Consignes de la tâche: Indiquez combien de lignes du listing contiennent la chaîne « baseboard ». Donnez uniquement ce nombre.

### Données d'entrée ###

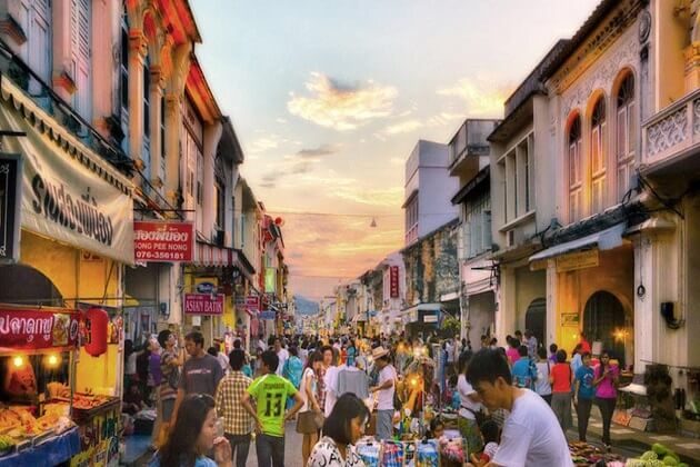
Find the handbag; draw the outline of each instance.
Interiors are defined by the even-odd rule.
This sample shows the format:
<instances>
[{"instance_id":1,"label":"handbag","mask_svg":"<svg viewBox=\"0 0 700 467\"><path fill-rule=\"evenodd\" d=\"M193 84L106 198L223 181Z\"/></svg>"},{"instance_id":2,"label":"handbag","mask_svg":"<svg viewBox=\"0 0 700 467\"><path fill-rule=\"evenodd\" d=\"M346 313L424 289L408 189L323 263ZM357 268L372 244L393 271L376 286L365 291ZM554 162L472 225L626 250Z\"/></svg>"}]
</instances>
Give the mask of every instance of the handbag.
<instances>
[{"instance_id":1,"label":"handbag","mask_svg":"<svg viewBox=\"0 0 700 467\"><path fill-rule=\"evenodd\" d=\"M313 434L323 427L323 414L320 410L306 410L297 418L297 433Z\"/></svg>"}]
</instances>

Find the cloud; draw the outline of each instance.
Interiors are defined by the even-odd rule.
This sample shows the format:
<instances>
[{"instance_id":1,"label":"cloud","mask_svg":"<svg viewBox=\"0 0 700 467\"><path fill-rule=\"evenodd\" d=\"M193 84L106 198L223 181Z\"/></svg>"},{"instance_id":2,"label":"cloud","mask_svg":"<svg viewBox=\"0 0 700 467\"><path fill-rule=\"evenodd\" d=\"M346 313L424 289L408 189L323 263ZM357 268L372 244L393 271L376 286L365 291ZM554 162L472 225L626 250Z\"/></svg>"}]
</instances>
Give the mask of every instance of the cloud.
<instances>
[{"instance_id":1,"label":"cloud","mask_svg":"<svg viewBox=\"0 0 700 467\"><path fill-rule=\"evenodd\" d=\"M423 123L421 123L417 119L403 120L398 123L392 123L386 127L382 132L387 136L400 135L400 133L410 133L413 130L421 128Z\"/></svg>"},{"instance_id":2,"label":"cloud","mask_svg":"<svg viewBox=\"0 0 700 467\"><path fill-rule=\"evenodd\" d=\"M509 90L510 86L496 85L486 78L462 78L452 86L439 89L437 93L462 99L470 117L499 117L503 115L503 102Z\"/></svg>"},{"instance_id":3,"label":"cloud","mask_svg":"<svg viewBox=\"0 0 700 467\"><path fill-rule=\"evenodd\" d=\"M340 150L340 147L334 145L320 145L316 148L303 148L297 152L297 157L302 159L313 159L323 156L334 155Z\"/></svg>"},{"instance_id":4,"label":"cloud","mask_svg":"<svg viewBox=\"0 0 700 467\"><path fill-rule=\"evenodd\" d=\"M391 86L380 86L371 80L347 85L318 72L311 73L306 88L310 96L290 93L287 110L338 131L354 130L370 120L390 116L398 95Z\"/></svg>"}]
</instances>

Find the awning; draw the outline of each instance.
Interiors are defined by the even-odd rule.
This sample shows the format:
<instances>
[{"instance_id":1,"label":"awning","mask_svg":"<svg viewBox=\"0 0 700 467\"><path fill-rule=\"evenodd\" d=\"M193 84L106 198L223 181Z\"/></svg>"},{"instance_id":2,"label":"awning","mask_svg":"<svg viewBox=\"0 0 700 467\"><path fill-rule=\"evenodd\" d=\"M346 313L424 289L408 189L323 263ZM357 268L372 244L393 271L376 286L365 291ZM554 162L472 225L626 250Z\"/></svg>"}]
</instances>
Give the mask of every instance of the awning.
<instances>
[{"instance_id":1,"label":"awning","mask_svg":"<svg viewBox=\"0 0 700 467\"><path fill-rule=\"evenodd\" d=\"M627 222L620 222L609 229L601 230L589 236L577 238L551 248L547 248L530 257L530 261L553 258L566 252L582 250L587 248L596 248L599 250L611 250L622 245L622 234L627 228Z\"/></svg>"}]
</instances>

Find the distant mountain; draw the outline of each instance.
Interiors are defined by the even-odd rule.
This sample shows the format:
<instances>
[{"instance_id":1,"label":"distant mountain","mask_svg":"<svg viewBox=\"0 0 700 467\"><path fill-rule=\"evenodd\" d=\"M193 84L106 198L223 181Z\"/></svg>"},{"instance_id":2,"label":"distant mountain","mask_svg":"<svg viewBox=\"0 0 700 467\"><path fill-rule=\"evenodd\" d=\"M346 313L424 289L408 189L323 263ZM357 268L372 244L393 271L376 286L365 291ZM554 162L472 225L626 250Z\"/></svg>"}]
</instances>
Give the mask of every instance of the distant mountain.
<instances>
[{"instance_id":1,"label":"distant mountain","mask_svg":"<svg viewBox=\"0 0 700 467\"><path fill-rule=\"evenodd\" d=\"M296 295L294 296L294 306L297 309L297 315L318 315L319 312L319 304L313 300L309 300L303 296Z\"/></svg>"}]
</instances>

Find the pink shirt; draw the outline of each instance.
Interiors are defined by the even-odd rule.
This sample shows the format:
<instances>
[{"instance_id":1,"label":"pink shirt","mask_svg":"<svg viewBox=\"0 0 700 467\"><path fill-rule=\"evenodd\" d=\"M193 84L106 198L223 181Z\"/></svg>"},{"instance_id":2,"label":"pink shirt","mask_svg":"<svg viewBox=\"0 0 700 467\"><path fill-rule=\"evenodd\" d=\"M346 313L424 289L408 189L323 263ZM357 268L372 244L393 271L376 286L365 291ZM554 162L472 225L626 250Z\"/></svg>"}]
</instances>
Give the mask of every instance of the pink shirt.
<instances>
[{"instance_id":1,"label":"pink shirt","mask_svg":"<svg viewBox=\"0 0 700 467\"><path fill-rule=\"evenodd\" d=\"M596 367L596 379L600 378L602 371L602 366ZM596 389L596 397L600 397L601 399L614 399L618 397L618 390L614 388L614 377L619 376L620 369L616 366L610 366L610 374L598 384L598 388Z\"/></svg>"},{"instance_id":2,"label":"pink shirt","mask_svg":"<svg viewBox=\"0 0 700 467\"><path fill-rule=\"evenodd\" d=\"M508 357L510 365L513 365L516 361L520 360L520 352L518 352L518 349L512 347L508 347L508 350L506 350L506 356Z\"/></svg>"}]
</instances>

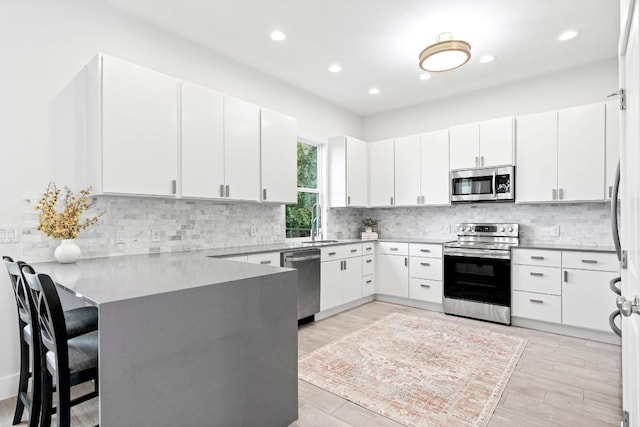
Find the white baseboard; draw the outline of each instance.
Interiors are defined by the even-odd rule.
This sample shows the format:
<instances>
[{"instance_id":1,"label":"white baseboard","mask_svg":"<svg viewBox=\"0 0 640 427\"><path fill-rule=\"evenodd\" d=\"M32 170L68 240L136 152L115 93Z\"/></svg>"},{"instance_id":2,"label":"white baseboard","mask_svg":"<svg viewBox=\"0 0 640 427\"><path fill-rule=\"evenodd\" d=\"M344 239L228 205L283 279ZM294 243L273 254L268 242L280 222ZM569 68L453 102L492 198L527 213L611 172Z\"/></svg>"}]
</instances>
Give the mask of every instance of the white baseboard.
<instances>
[{"instance_id":1,"label":"white baseboard","mask_svg":"<svg viewBox=\"0 0 640 427\"><path fill-rule=\"evenodd\" d=\"M0 378L0 400L8 399L17 394L19 379L19 373Z\"/></svg>"}]
</instances>

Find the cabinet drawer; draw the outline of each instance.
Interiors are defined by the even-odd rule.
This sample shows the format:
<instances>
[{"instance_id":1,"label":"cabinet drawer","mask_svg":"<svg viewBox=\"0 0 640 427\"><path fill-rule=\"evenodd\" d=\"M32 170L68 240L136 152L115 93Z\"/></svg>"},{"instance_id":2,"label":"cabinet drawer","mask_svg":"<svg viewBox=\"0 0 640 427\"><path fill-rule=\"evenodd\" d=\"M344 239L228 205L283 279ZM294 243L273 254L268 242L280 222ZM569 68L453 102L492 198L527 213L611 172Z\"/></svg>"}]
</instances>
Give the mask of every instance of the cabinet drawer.
<instances>
[{"instance_id":1,"label":"cabinet drawer","mask_svg":"<svg viewBox=\"0 0 640 427\"><path fill-rule=\"evenodd\" d=\"M562 320L562 298L557 295L513 291L511 295L511 315L560 323Z\"/></svg>"},{"instance_id":2,"label":"cabinet drawer","mask_svg":"<svg viewBox=\"0 0 640 427\"><path fill-rule=\"evenodd\" d=\"M365 255L362 257L362 275L369 276L376 272L376 257L373 255Z\"/></svg>"},{"instance_id":3,"label":"cabinet drawer","mask_svg":"<svg viewBox=\"0 0 640 427\"><path fill-rule=\"evenodd\" d=\"M409 276L418 279L442 280L442 260L438 258L409 258Z\"/></svg>"},{"instance_id":4,"label":"cabinet drawer","mask_svg":"<svg viewBox=\"0 0 640 427\"><path fill-rule=\"evenodd\" d=\"M532 265L511 267L511 288L514 291L561 295L562 269Z\"/></svg>"},{"instance_id":5,"label":"cabinet drawer","mask_svg":"<svg viewBox=\"0 0 640 427\"><path fill-rule=\"evenodd\" d=\"M376 253L375 242L367 242L362 244L362 255L373 255Z\"/></svg>"},{"instance_id":6,"label":"cabinet drawer","mask_svg":"<svg viewBox=\"0 0 640 427\"><path fill-rule=\"evenodd\" d=\"M409 254L408 243L379 242L378 249L381 254L387 254L387 255L406 256Z\"/></svg>"},{"instance_id":7,"label":"cabinet drawer","mask_svg":"<svg viewBox=\"0 0 640 427\"><path fill-rule=\"evenodd\" d=\"M251 254L247 256L247 261L251 264L263 264L280 266L280 252L267 252L264 254Z\"/></svg>"},{"instance_id":8,"label":"cabinet drawer","mask_svg":"<svg viewBox=\"0 0 640 427\"><path fill-rule=\"evenodd\" d=\"M545 249L513 249L512 264L541 265L544 267L560 267L562 251Z\"/></svg>"},{"instance_id":9,"label":"cabinet drawer","mask_svg":"<svg viewBox=\"0 0 640 427\"><path fill-rule=\"evenodd\" d=\"M617 272L620 263L615 253L562 251L562 267Z\"/></svg>"},{"instance_id":10,"label":"cabinet drawer","mask_svg":"<svg viewBox=\"0 0 640 427\"><path fill-rule=\"evenodd\" d=\"M361 256L362 243L324 247L320 249L320 254L322 262Z\"/></svg>"},{"instance_id":11,"label":"cabinet drawer","mask_svg":"<svg viewBox=\"0 0 640 427\"><path fill-rule=\"evenodd\" d=\"M365 276L362 278L362 296L373 295L376 293L375 276Z\"/></svg>"},{"instance_id":12,"label":"cabinet drawer","mask_svg":"<svg viewBox=\"0 0 640 427\"><path fill-rule=\"evenodd\" d=\"M442 304L442 282L411 278L409 298Z\"/></svg>"},{"instance_id":13,"label":"cabinet drawer","mask_svg":"<svg viewBox=\"0 0 640 427\"><path fill-rule=\"evenodd\" d=\"M442 245L411 243L409 244L409 255L429 258L442 258Z\"/></svg>"}]
</instances>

###

Réponse attendue: 4